• DIRECTIONS FOR THIS TASK
Show every line of the rows below that contains the word "bare", counting case as significant.

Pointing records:
━━━━

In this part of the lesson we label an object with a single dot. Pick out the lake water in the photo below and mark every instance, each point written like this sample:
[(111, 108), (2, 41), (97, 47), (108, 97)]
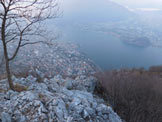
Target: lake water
[(109, 52), (105, 50)]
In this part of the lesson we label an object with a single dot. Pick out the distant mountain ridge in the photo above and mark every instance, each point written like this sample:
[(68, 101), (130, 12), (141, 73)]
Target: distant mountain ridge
[(95, 11)]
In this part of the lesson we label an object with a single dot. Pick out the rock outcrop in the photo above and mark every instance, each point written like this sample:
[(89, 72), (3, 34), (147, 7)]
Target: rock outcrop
[(55, 100)]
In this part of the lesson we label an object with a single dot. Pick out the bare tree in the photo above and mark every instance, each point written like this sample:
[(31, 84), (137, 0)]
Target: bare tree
[(20, 21)]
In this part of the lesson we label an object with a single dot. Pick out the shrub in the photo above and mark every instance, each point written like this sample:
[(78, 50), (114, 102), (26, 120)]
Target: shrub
[(136, 95)]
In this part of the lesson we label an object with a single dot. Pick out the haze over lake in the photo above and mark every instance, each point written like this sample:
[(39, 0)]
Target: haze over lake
[(88, 25)]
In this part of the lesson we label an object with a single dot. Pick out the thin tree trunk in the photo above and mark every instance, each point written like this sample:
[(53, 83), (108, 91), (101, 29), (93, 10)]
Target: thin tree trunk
[(9, 73)]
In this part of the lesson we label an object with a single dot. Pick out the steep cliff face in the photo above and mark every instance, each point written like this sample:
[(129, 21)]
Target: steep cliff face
[(57, 99)]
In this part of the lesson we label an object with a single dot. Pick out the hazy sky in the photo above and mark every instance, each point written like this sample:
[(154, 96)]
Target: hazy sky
[(130, 3), (141, 3)]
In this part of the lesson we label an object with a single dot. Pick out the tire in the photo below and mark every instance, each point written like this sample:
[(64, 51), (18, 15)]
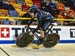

━━━━

• SOLUTION TO THIS EXERCISE
In this part of the lesson we label an object with a single dot. Pick out the bare tree in the photo above and mark every instance, each point written like this sample:
Target: bare tree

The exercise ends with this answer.